**GOAL OF THE EXERCISE:** Each entry is to be transcribed exactly, with nothing added or dropped.

Items from a dataset:
====
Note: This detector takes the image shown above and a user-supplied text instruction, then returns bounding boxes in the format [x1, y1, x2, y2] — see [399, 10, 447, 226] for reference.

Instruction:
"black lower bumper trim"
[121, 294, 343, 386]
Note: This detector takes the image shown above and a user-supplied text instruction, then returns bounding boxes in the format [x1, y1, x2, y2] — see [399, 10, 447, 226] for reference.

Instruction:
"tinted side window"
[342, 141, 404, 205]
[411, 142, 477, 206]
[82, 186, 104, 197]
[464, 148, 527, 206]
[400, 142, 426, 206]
====
**RESPONSE AREA:**
Note: This detector takes the image shown above and a user-supplied text instruction, then returns bounding boxes in the format [x1, y1, x2, y2] — see [399, 10, 447, 226] for reference.

Instruction:
"black lower bumper trim"
[121, 294, 343, 386]
Note: This detector takes the image shown above and a user-supplied text instruction, then returns bounding boxes in the format [x1, y1, x2, y2] — see [399, 10, 447, 226] for reference.

Instruction:
"tinted side window"
[342, 141, 404, 205]
[411, 142, 477, 206]
[82, 186, 104, 197]
[464, 148, 527, 206]
[400, 142, 426, 206]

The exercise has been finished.